=== The exercise ===
List every line in the rows below that contains the string "horse". Matches must have the same capitalization.

=== Records shown ===
|---|

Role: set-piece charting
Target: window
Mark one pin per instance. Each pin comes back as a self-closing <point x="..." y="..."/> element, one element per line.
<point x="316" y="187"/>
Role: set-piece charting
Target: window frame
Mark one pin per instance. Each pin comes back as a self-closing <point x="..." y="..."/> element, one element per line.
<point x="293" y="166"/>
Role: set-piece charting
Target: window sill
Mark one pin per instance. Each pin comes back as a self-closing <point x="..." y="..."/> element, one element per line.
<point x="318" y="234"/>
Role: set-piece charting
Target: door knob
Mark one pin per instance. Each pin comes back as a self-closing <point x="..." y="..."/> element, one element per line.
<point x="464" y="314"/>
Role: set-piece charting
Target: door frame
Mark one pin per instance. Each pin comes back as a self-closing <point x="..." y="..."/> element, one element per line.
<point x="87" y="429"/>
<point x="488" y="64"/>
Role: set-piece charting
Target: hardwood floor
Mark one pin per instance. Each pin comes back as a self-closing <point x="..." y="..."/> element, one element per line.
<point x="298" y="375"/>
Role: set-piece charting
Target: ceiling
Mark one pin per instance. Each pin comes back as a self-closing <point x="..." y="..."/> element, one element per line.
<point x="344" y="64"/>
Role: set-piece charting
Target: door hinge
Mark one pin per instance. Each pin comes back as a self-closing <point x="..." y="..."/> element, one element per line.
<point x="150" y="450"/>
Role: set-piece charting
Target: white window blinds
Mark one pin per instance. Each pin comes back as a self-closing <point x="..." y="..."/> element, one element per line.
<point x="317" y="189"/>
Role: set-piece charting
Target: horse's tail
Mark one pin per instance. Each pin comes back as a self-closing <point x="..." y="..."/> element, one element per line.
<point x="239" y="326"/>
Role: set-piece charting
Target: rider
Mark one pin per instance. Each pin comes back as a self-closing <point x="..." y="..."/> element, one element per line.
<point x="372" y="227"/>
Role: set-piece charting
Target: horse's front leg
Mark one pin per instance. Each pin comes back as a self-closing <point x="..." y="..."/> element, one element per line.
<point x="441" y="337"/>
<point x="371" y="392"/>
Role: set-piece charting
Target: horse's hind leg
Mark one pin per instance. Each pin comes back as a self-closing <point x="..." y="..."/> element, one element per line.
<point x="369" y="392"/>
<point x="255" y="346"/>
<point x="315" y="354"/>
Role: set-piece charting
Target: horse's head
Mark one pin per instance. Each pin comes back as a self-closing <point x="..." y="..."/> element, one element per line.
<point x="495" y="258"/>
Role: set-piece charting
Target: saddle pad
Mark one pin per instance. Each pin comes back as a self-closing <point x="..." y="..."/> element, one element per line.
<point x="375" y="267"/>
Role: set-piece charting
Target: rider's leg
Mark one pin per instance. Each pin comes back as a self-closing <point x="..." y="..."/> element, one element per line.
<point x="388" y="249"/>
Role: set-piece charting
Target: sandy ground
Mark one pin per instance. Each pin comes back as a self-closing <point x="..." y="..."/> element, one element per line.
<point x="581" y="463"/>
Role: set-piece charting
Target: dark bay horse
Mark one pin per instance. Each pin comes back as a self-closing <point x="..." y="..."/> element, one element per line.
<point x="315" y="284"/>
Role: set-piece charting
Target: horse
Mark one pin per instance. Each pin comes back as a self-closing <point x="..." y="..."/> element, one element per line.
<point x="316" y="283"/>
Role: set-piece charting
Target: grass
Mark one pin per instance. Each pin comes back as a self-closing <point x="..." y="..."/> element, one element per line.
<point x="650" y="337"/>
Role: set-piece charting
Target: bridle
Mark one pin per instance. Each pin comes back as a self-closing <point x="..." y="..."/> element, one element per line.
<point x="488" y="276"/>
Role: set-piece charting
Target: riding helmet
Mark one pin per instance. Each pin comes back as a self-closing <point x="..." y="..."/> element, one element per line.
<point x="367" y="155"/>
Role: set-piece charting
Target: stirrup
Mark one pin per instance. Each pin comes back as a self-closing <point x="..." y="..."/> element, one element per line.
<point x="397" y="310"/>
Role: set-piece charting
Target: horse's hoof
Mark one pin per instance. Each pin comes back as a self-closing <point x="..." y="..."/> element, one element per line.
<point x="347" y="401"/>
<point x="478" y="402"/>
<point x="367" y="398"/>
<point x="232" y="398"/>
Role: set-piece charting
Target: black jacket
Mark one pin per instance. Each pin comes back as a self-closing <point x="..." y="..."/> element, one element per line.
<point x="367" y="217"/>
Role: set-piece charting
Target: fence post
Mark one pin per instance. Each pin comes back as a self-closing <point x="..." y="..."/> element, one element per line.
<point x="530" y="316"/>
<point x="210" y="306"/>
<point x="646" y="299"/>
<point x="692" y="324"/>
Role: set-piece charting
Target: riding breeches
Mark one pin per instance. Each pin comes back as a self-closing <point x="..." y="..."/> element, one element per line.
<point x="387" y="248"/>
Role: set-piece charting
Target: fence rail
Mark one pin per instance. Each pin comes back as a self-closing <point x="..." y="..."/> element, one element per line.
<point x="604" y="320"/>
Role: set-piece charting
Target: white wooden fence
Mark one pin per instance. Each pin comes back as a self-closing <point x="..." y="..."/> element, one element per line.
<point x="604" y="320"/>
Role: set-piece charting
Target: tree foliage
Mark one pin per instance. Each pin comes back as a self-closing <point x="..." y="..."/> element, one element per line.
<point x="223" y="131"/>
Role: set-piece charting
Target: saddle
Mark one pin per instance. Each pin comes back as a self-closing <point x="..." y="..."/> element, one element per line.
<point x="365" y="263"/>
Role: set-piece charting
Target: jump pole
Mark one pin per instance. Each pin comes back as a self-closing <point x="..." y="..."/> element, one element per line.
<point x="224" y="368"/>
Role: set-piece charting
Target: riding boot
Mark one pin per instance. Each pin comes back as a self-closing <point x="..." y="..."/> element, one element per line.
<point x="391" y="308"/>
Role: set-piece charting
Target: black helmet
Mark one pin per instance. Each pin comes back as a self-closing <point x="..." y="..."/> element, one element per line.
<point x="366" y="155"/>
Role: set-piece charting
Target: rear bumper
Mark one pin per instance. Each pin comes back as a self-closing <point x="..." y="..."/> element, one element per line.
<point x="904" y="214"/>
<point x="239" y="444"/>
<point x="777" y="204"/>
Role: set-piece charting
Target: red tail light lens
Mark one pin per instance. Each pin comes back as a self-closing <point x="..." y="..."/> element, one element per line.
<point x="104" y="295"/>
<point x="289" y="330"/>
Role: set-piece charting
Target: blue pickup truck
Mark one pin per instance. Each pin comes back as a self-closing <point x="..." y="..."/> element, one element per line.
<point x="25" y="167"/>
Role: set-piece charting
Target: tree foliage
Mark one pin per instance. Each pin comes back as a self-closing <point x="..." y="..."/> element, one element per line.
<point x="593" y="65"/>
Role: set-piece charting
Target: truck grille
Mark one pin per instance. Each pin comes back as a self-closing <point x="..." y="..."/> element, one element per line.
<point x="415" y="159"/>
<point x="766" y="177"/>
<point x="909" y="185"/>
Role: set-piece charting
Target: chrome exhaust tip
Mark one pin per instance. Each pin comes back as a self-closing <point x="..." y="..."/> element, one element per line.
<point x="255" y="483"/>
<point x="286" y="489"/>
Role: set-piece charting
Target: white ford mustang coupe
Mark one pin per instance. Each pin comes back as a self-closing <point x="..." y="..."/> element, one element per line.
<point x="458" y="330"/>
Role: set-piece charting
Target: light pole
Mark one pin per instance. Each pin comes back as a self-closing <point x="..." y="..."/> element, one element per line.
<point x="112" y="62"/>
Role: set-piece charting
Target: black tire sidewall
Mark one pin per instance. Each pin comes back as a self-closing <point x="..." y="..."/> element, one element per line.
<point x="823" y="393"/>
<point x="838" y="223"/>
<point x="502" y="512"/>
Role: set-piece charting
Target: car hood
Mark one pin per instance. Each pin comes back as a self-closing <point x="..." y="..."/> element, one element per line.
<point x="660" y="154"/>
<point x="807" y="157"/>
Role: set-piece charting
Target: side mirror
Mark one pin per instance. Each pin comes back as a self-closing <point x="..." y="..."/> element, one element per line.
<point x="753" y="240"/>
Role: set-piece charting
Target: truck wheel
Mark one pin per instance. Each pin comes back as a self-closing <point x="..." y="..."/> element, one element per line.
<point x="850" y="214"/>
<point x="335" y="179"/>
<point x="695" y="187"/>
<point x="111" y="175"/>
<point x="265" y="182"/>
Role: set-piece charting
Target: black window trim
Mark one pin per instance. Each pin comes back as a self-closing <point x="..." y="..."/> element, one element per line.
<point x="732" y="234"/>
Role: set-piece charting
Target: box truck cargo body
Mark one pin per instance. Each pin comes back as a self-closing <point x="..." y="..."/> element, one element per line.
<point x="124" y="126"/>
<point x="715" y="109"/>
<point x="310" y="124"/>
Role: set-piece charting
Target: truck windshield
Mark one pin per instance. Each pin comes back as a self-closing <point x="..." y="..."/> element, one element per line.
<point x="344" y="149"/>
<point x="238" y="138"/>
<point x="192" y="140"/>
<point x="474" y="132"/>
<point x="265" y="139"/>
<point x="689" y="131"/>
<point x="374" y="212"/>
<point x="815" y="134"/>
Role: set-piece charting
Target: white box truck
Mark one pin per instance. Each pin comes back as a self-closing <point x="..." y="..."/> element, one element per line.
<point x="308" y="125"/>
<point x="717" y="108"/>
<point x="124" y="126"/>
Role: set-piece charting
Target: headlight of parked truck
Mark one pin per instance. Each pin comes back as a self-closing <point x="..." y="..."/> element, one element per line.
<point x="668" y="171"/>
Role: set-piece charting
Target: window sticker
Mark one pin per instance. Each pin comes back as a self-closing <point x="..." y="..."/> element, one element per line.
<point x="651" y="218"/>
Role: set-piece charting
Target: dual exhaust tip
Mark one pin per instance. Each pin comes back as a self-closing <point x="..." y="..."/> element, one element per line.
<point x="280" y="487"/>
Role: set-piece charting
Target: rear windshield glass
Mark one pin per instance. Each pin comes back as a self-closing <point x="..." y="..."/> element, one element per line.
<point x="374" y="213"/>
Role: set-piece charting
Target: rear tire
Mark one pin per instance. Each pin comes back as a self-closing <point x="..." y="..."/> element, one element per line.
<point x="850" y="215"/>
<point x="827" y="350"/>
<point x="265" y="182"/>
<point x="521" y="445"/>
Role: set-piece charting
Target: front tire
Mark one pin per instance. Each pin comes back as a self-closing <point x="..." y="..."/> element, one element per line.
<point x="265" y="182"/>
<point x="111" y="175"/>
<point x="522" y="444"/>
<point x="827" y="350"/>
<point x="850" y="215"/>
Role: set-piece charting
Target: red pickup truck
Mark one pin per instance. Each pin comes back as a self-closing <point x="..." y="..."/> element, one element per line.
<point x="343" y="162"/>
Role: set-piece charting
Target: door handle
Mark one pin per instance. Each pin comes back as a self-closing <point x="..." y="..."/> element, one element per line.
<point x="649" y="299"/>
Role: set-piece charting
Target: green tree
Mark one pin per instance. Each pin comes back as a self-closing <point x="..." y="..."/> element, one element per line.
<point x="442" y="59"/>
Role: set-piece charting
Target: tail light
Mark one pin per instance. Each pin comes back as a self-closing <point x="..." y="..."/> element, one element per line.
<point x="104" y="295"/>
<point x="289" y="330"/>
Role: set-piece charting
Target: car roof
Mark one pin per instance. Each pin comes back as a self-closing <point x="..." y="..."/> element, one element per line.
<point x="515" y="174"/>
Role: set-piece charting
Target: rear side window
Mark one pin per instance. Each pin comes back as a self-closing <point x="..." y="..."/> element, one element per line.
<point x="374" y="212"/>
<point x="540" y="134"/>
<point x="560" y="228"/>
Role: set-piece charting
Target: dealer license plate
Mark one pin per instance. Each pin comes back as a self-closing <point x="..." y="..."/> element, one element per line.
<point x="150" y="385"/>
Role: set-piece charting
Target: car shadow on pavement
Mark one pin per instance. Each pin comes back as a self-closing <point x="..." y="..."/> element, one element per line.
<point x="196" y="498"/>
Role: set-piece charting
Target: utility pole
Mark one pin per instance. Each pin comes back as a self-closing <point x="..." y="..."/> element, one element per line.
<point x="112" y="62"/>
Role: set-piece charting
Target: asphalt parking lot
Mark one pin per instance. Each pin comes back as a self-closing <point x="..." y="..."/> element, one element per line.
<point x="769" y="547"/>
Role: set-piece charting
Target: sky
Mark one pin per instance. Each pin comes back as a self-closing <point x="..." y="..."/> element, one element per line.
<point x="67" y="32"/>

|---|

=== Reply ===
Target: horse's tail
Target: horse's front leg
Target: horse's hind leg
Target: horse's head
Target: dark bay horse
Target: horse
Target: horse's hoof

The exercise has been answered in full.